Goal:
Could you format the rows below as a Markdown table with the columns Number and Line, beginning with the line containing "Return boxes for any green grass present." and running through the line containing "[348,313,367,341]", and including only those lines? Skip any blank lines.

Records for processing:
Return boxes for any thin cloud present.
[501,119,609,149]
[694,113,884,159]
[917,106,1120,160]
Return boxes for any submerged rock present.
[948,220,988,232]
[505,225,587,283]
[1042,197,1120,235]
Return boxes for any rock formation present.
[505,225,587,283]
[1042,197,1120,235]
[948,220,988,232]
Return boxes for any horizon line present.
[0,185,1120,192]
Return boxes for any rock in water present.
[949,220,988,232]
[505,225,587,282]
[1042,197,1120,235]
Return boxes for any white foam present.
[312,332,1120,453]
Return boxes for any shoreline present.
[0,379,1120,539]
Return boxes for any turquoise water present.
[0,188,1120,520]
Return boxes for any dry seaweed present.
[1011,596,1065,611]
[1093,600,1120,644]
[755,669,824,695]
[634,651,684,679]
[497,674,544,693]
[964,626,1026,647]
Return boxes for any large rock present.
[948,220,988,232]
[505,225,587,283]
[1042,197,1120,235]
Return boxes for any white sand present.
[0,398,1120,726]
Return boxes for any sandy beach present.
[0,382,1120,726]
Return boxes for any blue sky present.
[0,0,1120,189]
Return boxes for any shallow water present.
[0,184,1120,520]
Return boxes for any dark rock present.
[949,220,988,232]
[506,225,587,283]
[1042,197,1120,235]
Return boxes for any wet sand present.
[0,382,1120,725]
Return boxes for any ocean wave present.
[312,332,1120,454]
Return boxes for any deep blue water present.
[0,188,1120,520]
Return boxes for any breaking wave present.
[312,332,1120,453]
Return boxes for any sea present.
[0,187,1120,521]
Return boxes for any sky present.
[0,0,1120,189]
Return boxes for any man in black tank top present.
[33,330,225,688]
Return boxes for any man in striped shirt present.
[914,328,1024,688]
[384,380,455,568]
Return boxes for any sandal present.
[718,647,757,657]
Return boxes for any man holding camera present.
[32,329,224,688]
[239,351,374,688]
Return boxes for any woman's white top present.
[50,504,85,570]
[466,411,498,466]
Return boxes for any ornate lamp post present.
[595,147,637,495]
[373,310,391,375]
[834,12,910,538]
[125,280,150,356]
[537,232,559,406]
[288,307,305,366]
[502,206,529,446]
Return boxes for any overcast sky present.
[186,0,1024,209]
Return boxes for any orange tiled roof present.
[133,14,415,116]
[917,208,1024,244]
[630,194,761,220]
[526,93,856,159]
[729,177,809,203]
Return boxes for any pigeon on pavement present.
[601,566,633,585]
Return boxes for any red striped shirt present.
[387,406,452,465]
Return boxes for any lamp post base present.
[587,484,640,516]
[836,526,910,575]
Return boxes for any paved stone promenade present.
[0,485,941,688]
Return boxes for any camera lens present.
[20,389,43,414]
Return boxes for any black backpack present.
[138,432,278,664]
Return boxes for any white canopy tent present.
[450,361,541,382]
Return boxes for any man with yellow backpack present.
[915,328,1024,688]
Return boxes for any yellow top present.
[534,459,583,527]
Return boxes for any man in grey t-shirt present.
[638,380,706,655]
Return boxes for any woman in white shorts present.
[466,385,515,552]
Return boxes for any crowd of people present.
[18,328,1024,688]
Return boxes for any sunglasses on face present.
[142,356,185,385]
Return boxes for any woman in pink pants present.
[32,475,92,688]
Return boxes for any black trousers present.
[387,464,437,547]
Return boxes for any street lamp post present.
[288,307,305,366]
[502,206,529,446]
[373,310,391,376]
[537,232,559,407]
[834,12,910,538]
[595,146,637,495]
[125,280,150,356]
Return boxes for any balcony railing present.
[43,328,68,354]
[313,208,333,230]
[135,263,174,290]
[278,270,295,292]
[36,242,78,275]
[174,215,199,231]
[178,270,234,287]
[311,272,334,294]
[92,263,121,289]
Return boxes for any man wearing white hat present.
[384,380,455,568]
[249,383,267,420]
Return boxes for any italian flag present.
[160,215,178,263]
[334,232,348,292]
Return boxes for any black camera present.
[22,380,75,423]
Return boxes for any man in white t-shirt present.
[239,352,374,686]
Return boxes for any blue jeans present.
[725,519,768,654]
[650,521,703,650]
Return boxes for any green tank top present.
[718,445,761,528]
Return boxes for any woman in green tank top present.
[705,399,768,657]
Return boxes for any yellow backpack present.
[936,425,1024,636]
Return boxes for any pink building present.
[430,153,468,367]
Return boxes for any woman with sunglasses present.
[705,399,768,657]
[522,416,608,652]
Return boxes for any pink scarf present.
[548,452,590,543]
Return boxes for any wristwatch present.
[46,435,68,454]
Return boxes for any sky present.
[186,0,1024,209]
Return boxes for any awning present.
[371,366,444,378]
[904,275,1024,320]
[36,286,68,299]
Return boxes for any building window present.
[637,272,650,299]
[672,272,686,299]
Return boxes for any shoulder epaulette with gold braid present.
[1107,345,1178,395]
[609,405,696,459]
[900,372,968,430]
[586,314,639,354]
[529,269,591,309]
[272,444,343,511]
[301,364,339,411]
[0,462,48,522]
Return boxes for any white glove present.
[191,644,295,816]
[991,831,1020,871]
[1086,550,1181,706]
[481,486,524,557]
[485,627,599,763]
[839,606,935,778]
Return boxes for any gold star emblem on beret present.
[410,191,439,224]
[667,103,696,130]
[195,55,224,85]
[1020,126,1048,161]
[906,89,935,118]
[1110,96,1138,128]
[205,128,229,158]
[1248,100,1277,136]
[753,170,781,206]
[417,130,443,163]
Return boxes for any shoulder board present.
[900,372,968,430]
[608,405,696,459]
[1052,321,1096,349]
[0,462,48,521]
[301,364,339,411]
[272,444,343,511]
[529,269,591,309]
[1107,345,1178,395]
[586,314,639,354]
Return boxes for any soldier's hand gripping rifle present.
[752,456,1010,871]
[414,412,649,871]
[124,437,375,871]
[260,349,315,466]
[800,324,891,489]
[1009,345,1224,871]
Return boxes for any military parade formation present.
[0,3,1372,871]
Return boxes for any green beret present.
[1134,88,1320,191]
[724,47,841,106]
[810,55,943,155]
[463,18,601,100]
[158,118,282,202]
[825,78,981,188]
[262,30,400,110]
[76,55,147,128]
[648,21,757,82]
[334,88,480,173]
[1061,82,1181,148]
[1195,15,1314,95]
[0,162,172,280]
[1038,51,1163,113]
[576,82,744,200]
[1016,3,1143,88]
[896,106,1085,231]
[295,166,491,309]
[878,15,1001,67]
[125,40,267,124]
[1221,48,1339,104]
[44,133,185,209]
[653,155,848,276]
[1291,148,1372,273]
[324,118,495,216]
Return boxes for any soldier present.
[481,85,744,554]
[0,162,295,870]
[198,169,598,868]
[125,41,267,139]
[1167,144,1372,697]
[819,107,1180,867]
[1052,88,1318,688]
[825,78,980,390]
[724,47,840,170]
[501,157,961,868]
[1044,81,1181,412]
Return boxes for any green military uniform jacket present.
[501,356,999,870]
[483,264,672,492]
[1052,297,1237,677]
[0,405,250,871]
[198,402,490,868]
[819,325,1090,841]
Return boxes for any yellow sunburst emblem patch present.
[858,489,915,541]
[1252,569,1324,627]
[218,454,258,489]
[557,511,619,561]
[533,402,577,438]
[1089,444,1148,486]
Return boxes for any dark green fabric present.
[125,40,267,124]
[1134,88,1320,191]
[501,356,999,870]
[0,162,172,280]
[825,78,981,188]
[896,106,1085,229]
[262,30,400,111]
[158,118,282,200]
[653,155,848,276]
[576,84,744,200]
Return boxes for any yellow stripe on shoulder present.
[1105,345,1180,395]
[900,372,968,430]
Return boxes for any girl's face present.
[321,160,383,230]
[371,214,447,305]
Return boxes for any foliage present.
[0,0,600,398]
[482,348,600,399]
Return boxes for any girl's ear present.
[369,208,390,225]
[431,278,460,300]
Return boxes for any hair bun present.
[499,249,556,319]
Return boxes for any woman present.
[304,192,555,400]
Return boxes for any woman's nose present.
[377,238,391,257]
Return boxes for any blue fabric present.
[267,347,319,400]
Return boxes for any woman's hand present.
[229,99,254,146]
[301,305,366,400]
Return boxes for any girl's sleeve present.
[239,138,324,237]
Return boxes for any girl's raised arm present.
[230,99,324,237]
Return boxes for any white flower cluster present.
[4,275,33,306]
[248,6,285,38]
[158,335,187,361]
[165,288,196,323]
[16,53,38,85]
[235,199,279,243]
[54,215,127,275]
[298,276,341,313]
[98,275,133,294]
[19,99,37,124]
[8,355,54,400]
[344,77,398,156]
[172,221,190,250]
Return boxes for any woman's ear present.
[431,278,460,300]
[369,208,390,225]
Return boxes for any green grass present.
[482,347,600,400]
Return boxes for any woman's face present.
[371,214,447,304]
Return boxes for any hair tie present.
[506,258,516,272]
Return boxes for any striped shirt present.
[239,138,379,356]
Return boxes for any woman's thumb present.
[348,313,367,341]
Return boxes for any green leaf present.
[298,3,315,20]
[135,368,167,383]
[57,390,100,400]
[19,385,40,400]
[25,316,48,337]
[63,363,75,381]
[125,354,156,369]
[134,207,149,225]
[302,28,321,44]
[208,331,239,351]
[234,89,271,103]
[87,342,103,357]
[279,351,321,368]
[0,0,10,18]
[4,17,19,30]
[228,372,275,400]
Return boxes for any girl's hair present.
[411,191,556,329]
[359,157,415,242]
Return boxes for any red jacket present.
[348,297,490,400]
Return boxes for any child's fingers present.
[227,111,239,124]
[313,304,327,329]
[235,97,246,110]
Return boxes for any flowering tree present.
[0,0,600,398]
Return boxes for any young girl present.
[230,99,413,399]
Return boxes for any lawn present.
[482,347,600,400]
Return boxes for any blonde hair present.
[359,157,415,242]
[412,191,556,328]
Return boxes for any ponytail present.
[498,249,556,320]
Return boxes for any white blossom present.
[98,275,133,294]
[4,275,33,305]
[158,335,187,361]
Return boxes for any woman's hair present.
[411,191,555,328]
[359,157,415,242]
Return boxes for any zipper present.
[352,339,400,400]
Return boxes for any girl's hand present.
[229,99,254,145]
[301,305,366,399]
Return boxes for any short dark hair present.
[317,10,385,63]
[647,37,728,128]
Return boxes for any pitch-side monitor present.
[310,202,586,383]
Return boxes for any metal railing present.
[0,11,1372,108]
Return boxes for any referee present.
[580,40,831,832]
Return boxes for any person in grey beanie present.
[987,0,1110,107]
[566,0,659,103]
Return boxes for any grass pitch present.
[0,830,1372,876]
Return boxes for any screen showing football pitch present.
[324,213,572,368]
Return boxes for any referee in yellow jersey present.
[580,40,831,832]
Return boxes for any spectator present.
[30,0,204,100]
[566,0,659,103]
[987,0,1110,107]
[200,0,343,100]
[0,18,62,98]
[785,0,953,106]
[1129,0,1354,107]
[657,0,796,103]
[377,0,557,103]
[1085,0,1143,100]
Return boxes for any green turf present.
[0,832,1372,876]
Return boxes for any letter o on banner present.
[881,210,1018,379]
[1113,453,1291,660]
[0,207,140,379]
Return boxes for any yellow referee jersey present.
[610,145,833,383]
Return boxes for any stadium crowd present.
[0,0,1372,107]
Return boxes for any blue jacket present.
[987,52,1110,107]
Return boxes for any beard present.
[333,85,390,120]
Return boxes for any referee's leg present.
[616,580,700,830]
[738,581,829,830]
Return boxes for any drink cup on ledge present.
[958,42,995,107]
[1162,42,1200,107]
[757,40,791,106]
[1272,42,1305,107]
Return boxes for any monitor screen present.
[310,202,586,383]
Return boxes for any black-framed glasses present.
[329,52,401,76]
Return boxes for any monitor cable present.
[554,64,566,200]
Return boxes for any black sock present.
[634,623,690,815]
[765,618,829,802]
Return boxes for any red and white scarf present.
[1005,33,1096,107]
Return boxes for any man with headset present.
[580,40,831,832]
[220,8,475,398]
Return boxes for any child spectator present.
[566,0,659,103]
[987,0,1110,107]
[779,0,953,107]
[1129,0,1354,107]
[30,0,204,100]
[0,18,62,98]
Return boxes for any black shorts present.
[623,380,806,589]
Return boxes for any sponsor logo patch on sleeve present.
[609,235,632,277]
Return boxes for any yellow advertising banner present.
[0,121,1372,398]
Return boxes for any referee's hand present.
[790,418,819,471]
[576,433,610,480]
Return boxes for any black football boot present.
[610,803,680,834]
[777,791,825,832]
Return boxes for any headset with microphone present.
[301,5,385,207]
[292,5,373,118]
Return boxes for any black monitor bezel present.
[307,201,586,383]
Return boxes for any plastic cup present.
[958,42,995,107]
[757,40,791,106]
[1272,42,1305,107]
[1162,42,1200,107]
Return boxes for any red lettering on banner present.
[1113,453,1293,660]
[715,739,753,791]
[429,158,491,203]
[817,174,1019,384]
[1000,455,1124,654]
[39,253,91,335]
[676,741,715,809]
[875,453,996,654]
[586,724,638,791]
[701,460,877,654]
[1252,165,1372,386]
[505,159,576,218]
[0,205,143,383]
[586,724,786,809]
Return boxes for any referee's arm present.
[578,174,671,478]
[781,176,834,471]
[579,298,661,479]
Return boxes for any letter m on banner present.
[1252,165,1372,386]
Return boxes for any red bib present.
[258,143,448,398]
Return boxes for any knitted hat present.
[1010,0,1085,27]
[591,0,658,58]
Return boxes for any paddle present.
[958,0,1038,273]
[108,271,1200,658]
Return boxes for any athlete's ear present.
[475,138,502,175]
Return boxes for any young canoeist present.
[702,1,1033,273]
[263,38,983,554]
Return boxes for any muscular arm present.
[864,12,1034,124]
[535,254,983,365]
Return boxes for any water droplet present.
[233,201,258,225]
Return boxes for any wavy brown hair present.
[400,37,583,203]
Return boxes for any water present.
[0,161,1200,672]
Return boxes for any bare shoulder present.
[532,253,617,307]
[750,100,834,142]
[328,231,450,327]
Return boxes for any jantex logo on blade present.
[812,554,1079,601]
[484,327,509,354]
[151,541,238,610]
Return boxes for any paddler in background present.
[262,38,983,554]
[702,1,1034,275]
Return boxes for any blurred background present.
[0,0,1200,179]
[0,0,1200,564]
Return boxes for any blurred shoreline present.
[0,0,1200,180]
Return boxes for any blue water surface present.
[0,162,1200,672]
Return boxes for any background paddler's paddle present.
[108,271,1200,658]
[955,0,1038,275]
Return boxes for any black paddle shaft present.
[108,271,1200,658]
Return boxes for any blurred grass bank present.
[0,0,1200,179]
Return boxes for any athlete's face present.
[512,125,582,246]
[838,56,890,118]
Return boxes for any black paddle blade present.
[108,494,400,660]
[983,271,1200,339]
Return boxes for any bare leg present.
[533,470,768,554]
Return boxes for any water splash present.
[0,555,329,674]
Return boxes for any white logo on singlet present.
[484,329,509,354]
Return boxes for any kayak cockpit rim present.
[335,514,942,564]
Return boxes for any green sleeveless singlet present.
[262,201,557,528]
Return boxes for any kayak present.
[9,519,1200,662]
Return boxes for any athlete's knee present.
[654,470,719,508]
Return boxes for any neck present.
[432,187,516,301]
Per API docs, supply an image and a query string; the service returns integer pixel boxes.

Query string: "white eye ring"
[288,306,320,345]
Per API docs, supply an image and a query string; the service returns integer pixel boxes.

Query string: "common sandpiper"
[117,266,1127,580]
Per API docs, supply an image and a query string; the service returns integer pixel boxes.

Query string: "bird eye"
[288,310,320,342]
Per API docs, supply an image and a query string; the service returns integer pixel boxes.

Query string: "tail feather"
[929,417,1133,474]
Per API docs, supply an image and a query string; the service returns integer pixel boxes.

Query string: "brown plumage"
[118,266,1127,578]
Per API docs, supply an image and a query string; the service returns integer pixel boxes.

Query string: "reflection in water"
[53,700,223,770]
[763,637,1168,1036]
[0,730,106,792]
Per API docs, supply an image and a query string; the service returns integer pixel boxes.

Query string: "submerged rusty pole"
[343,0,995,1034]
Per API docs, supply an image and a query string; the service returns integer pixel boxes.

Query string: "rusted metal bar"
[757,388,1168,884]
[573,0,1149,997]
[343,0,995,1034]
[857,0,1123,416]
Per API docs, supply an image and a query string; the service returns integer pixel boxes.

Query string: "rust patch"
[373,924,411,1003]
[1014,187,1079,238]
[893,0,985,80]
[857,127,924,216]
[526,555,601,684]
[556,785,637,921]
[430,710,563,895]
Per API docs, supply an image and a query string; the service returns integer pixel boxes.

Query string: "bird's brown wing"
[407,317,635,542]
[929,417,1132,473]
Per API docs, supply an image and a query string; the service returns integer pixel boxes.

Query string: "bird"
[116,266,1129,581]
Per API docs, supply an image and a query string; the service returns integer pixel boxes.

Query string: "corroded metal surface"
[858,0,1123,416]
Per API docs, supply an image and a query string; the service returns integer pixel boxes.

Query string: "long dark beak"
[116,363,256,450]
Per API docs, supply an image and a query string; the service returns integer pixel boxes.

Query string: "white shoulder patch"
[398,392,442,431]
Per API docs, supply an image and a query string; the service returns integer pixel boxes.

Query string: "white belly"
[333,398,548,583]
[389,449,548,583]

Response:
| Number | Line |
|---|---|
| 1 | Return boxes for any green grass present. |
| 2 | [482,347,600,400] |
| 3 | Return boxes for any woman's face present. |
| 4 | [371,214,447,304] |
| 5 | Return boxes for any hair tie present. |
| 6 | [506,258,516,272] |
| 7 | Return boxes for any striped shirt present. |
| 8 | [239,138,379,356] |
| 9 | Return boxes for any woman's thumb present. |
| 10 | [348,313,367,341] |